------ Records shown ------
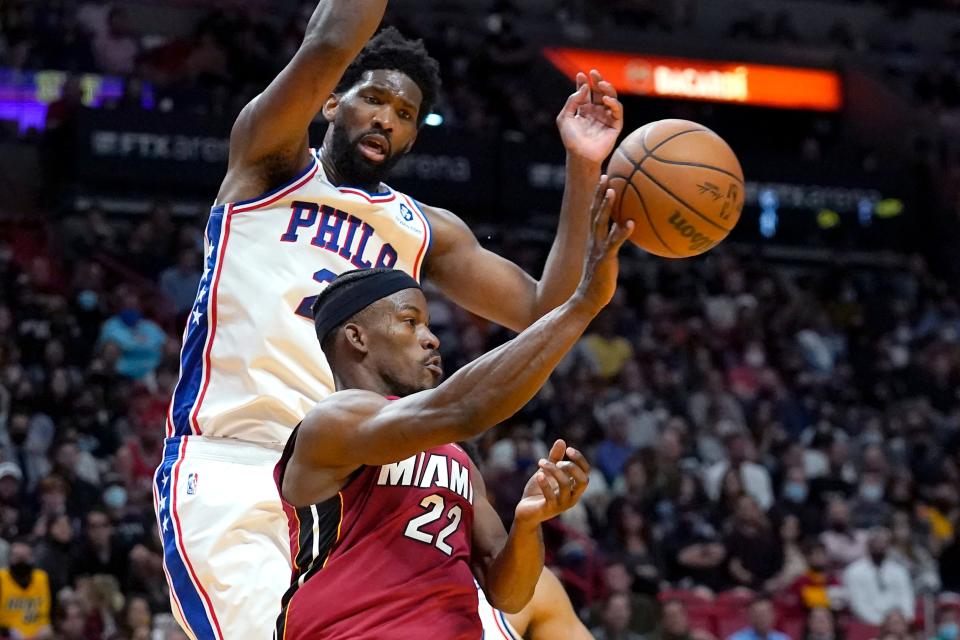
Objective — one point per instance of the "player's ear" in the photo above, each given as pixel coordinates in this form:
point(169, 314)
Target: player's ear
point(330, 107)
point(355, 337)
------
------ Records shown ------
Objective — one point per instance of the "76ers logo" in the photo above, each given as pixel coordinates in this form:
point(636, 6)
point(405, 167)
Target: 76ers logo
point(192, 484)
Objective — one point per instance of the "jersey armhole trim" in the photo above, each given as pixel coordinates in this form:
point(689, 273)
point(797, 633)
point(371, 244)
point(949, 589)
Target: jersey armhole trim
------
• Work instructions: Pick out every line in the material above that contains the word "each" and copy those lines.

• Task solution:
Objective — one point per instance of the "player's ear" in the photo above, each given as pixel coordinates in this form:
Objective — one point per instance of the "76ers logo" in the photo above, each given as pixel coordinates in this form:
Objective — one point per instance of the "jersey armhole trim" in the photo above, each given as pixel coordinates in this form:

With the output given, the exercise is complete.